------ Belge Metni
İnsan Hakları Derneği (İHD) İstanbul Şubesi Hapishane Komisyonu hazırladığı Marmara Bölge hapishaneleri Nisan-Mayıs-Haziran 2021 raporunu şube binasında basın toplantısı düzenleyerek kamuoyuna açıkladı.
Toplantıda Nisan, Mayıs, Haziran aylarında; Silivri, Tekirdağ 1 ve 2 No’lu F Tipi, Edirne F Tipi, Kandıra F Tipi, Bakırköy Kadın Kapalı, Balıkesir Bandırma 1 No’lu T Tipi, Maltepe 2 No’lu L Tipi, Maltepe 3 No’lu, Samsun Bafra T Tipi, Gebze M Tipi, Silivri Açık, Edirne Kadın Kapalı, Bursa H Tipi, Balıkesir Kepsut 1 No’lu hapishaneleri olmak üzere 14 hapishaneden yapılan başvurularla hak ihlalleri raporu hazırlandığı belirtildi.
Raporda başvurular hakkında şu bilgiler yer aldı:
“Derneğimize Nisan ayında 6, Mayıs 30, Haziran ayında 36, olmak üzere toplam 72 başvuru yapılmıştır. Yapılan başvuruların aylara göre dağılımı tablo 2 de gösterilmiştir.
------------
------ Verilen Bilgiler
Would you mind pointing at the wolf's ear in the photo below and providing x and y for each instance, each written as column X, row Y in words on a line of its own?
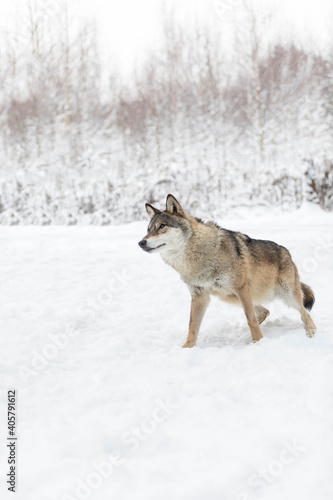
column 172, row 205
column 151, row 211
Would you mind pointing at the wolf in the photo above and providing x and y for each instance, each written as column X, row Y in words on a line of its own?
column 228, row 264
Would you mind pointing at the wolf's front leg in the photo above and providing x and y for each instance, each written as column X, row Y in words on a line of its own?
column 199, row 303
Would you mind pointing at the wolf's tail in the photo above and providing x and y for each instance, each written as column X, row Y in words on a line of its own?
column 308, row 297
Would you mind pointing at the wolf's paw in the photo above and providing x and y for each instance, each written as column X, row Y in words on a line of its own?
column 254, row 340
column 311, row 333
column 189, row 344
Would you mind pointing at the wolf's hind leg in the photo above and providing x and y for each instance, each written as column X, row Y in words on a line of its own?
column 261, row 313
column 297, row 302
column 292, row 294
column 199, row 303
column 244, row 295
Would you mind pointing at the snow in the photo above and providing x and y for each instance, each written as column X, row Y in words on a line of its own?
column 110, row 406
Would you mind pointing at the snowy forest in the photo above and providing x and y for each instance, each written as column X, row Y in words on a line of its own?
column 219, row 122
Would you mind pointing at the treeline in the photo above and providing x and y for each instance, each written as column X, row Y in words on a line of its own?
column 219, row 127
------------
> **Görev Özeti**:
Hapishane raporuyla ilgili belge metninde "İnsan Hakları Derneği" sözcüklerinden "2 de gösterilmiştir." sözcüklerine kadar olan kısmı hiç değiştirmeden kopyalayın.

> **Çözüm**:
İnsan Hakları Derneği (İHD) İstanbul Şubesi Hapishane Komisyonu hazırladığı Marmara Bölge hapishaneleri Nisan-Mayıs-Haziran 2021 raporunu şube binasında basın toplantısı düzenleyerek kamuoyuna açıkladı.
Toplantıda Nisan, Mayıs, Haziran aylarında; Silivri, Tekirdağ 1 ve 2 No’lu F Tipi, Edirne F Tipi, Kandıra F Tipi, Bakırköy Kadın Kapalı, Balıkesir Bandırma 1 No’lu T Tipi, Maltepe 2 No’lu L Tipi, Maltepe 3 No’lu, Samsun Bafra T Tipi, Gebze M Tipi, Silivri Açık, Edirne Kadın Kapalı, Bursa H Tipi, Balıkesir Kepsut 1 No’lu hapishaneleri olmak üzere 14 hapishaneden yapılan başvurularla hak ihlalleri raporu hazırlandığı belirtildi.
Raporda başvurular hakkında şu bilgiler yer aldı:
“Derneğimize Nisan ayında 6, Mayıs 30, Haziran ayında 36, olmak üzere toplam 72 başvuru yapılmıştır. Yapılan başvuruların aylara göre dağılımı tablo 2 de gösterilmiştir.